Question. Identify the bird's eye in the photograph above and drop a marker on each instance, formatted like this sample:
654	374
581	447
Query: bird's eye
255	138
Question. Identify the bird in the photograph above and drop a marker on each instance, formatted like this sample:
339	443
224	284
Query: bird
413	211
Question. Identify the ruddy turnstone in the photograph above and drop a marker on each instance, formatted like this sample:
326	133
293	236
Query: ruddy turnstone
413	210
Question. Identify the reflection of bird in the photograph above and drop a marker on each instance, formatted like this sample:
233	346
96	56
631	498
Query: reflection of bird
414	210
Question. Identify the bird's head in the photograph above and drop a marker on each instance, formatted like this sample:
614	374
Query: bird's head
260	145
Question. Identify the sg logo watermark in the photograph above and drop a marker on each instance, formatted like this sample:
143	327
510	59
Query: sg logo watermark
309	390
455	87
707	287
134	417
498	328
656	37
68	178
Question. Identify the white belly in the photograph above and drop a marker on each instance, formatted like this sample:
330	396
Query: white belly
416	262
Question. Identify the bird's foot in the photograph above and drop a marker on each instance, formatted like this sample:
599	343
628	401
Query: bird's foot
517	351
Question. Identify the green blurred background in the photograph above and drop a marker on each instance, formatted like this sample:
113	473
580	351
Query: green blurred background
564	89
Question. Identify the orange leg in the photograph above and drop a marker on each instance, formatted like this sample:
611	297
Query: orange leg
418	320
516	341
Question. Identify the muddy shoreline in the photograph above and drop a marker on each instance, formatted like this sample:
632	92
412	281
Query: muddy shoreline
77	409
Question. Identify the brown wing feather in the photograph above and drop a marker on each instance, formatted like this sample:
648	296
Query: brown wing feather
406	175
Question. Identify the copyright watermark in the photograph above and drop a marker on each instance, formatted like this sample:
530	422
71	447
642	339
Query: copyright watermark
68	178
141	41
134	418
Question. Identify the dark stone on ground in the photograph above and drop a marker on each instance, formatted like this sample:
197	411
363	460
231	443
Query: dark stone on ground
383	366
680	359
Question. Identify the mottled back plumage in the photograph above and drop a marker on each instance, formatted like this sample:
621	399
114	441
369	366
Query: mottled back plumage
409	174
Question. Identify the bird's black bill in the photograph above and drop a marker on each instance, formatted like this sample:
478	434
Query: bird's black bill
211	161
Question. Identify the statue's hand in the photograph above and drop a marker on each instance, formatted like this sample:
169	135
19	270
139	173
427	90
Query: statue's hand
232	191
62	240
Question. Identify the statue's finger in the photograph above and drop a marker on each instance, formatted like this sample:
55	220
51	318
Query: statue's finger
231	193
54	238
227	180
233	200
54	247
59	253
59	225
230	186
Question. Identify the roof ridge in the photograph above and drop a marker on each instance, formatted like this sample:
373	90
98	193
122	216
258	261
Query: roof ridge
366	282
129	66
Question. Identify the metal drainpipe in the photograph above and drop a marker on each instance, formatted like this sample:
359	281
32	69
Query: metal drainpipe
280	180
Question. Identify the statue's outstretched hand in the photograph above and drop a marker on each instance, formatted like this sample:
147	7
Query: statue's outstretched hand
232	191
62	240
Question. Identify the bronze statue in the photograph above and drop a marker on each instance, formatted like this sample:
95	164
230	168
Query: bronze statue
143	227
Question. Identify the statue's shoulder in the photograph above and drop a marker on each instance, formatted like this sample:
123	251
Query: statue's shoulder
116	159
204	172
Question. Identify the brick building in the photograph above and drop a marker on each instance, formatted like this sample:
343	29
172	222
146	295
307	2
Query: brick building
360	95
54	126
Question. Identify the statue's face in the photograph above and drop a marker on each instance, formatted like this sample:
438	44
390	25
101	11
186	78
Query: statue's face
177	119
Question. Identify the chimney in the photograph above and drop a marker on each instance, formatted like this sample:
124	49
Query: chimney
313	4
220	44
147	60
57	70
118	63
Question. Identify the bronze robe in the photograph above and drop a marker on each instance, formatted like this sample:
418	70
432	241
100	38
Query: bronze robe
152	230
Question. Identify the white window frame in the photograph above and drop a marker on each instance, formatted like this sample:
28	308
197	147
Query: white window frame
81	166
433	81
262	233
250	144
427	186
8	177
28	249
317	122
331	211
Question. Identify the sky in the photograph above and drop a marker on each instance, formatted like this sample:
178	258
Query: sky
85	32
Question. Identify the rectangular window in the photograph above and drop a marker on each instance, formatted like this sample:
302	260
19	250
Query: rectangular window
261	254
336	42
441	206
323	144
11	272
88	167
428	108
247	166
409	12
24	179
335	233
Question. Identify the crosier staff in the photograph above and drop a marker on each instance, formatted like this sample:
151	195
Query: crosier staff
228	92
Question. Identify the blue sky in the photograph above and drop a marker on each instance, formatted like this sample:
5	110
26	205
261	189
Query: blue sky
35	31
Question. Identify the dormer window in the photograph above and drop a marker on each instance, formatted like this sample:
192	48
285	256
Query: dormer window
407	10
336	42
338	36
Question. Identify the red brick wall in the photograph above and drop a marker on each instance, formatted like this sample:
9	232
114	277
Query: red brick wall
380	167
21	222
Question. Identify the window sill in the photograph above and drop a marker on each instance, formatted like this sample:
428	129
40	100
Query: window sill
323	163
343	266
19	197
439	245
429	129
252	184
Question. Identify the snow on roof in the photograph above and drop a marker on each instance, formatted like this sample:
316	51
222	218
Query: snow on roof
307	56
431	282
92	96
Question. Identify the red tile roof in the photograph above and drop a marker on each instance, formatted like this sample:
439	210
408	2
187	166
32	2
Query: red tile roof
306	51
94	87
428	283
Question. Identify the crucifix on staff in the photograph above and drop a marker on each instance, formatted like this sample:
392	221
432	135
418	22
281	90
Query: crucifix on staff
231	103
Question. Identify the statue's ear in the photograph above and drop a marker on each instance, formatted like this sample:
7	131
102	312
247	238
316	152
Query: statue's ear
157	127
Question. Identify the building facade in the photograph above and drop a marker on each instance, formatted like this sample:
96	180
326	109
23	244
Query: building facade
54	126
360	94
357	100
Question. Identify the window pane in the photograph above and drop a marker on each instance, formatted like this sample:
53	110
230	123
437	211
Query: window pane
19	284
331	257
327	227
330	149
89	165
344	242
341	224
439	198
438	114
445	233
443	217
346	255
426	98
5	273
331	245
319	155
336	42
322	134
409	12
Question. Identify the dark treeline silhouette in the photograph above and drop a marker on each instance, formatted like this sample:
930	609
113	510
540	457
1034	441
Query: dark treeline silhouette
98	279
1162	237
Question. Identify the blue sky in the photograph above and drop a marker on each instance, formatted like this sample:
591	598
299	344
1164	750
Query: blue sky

■ ■ ■ ■ ■

WHAT IS EXPECTED =>
Return the whole listing exactly, with every line included.

RESPONSE AREA =>
Question. Identify the bird's eye in the photograph above and drop a marker on each instance, formatted like this sample:
654	374
581	447
Query: bird's eye
255	138
Question. Identify the bird in the photograph above and drop a marker on each instance, formatted like this sample:
339	443
224	284
Query: bird
413	211
Question. Identify the ruddy turnstone in the photograph above and drop a marker on each instance, formatted like this sample:
326	133
293	236
Query: ruddy turnstone
413	210
Question. Identify the reflection of bird in the photograph above and drop a marker on each instance, formatted like this sample:
233	346
96	56
631	498
Query: reflection of bird
414	210
Question. Identify the bird's head in the photograph above and drop a marker on each instance, formatted like this sample:
614	374
Query: bird's head
260	145
Question. Identify the sg logo watermark in the photograph above and drop a marker on each instance, formatted like this sample:
143	327
510	59
Query: sg logo watermark
309	390
455	87
707	287
134	417
498	328
656	37
68	178
Question. Identify the white belly in the photograph above and drop a marker on each instance, formatted like this sample:
330	396
Query: white belly
416	262
Question. Identify the bird's foot in the photograph above and drop a marker on each instance, formatted like this sample:
599	343
628	401
Query: bird's foot
517	351
Question. Identify the green blurred background in the photograph above and drop a marker on each instance, formatted like this sample:
113	473
580	351
Query: green blurred background
564	89
Question. Identify the orange leg in the photograph above and drop a marker on each instance, formatted like this sample:
611	297
Query: orange leg
418	320
516	341
Question. Identify the muddy shoreline in the photograph above and drop a marker on each instance, formatted like this sample:
632	92
412	281
Query: muddy shoreline
77	409
Question. Identify the brown wing feather in the photograph above and drop a marker on each instance, formatted like this sample:
648	296
Query: brown wing feather
406	175
Question. Identify the copyright watermark in the photograph above and drop a marker on each instance, formatted like this sample:
530	422
71	447
642	339
Query: copyright watermark
68	178
141	41
134	418
Question. Identify the dark stone on ground in the photograph above and drop a marker on each instance, formatted like this sample:
197	411
363	460
231	443
Query: dark stone on ground
383	366
680	359
Question. Identify the mottled back plumage in the photograph above and drop a marker on each instance, formatted like this sample:
621	399
114	441
369	366
Query: mottled back plumage
409	174
Question. Identify the bird's black bill in the photograph above and drop a marker on each instance, formatted like this sample:
478	434
Query: bird's black bill
211	161
Question. Identify the statue's hand in the photograph above and drop a marker on each instance, formatted like this sample:
169	135
19	270
139	173
427	90
Query: statue's hand
232	191
62	240
Question. Identify the statue's finger in the photograph above and drop a marker on each instance, formatted like this sample:
55	220
51	318
Query: statue's finger
231	193
54	238
227	180
233	200
54	247
59	253
59	225
230	186
Question. Identify the roof ridge in the photograph above and drop a marker on each instance, formatted like this sample:
373	90
98	193
122	216
258	261
Query: roof ridge
366	282
129	66
Question. Identify the metal drainpipe in the photograph above and drop a marker on each instance, formatted like this sample:
359	281
32	69
Query: metal drainpipe
280	180
Question. Identify the statue's outstretched hand in the photograph above and drop a marker on each instance, formatted like this sample:
147	7
Query: statue's outstretched hand
232	191
62	240
Question. Identify the bronze statue in the photograph above and drop a marker on each instance, formatted like this sample:
95	164
230	168
Query: bronze statue
143	227
Question. Identify the statue's shoulder in the photograph above and drop a marker on each instance, formatted like this sample:
123	251
Query: statue's shoulder
116	159
204	172
Question. Identify the brick building in the photograph above and drop a marker on each instance, formatted like this sample:
343	29
172	222
146	295
307	2
Query: brick building
360	95
54	126
Question. Identify the statue's face in the photograph above and drop a marker on each instance, formatted like this sample:
438	44
390	25
101	11
186	78
Query: statue's face
177	119
Question. Identify the chimney in the photograph above and drop a marker on each instance, formatted like this sample:
124	49
Query: chimney
313	4
220	44
147	60
57	70
118	63
Question. Identify the bronze robe in the photograph above and drop a marker on each instance, formatted like this sample:
418	70
432	241
100	38
Query: bronze robe
152	230
Question. Identify the white window frame in the photograph above and drop a marker on each instance, formatted like this sample:
28	308
197	147
Query: white window frame
81	166
433	81
262	233
250	144
427	186
8	177
28	249
317	122
331	211
Question. Identify the sky in the photograph above and drop a marker on each instance, formatted like this sample:
178	258
Query: sky
85	32
Question. Identify the rectangular window in the photograph above and drop a marker on each instance, formatted like this sample:
302	260
19	250
Query: rectangular window
261	254
336	42
441	206
323	144
11	272
88	167
428	108
247	166
409	12
24	179
335	233
Question. Identify the crosier staff in the photograph above and drop a marker on each instance, formatted like this sample:
151	195
Query: crosier staff
228	92
Question. Identify the blue sky in the photograph above and drop a marker on each instance, formatted like this sample:
5	110
26	205
261	189
Query: blue sky
35	31
Question. Identify the dormer window in the photograph above and drop a marker on each instance, formatted like this sample:
192	48
285	256
Query: dormer window
407	10
336	42
338	36
Question. Identify the red brick wall in the photograph above and drop a marker on each instance, formatted like this sample:
9	232
114	277
Query: red brick wall
380	167
21	222
Question. Identify the window sill in the photograph above and drop a marker on each instance, formatted like this sample:
428	129
40	100
Query: window sill
323	163
343	266
19	197
439	245
429	129
252	184
Question. Identify the snow on roof in the photograph above and drop a marker on each instance, formatted like this sample:
316	51
222	218
Query: snow on roof
307	56
431	282
92	96
Question. Identify the red tile roof in the photograph above and drop a marker on each instance, formatted like this sample:
439	210
408	2
187	166
32	2
Query: red tile roof
306	51
94	87
428	283
Question. Identify the crucifix on staff in the photograph above and drop a marker on each instance, formatted like this sample:
392	221
432	135
418	22
281	90
Query: crucifix on staff
231	103
Question. Identify the statue's ear in the photograph above and drop a marker on each instance, formatted like this sample:
7	131
102	312
247	238
316	152
Query: statue's ear
157	127
Question. Identify the building facade in the photograph above and drop a marker on each instance, formatted like this sample:
96	180
326	109
23	244
Query: building facade
54	126
360	94
357	100
Question. Identify the window pane in the photograph above and drop a marker on each instance, formatted like this sample:
53	110
230	123
437	211
Query: window pane
19	284
331	257
327	227
330	149
89	165
344	242
341	224
439	198
438	114
445	233
443	217
346	255
426	98
5	273
331	245
319	155
336	42
322	134
409	12
Question. Identify the dark treeline silhouette in the photograph above and drop a marker on each instance, formatted like this sample:
930	609
113	510
540	457
1034	441
Query: dark treeline silhouette
98	279
1162	237
Question. Identify the blue sky in the photograph above and drop a marker on each instance, formatted like this sample:
591	598
299	344
1164	750
Query: blue sky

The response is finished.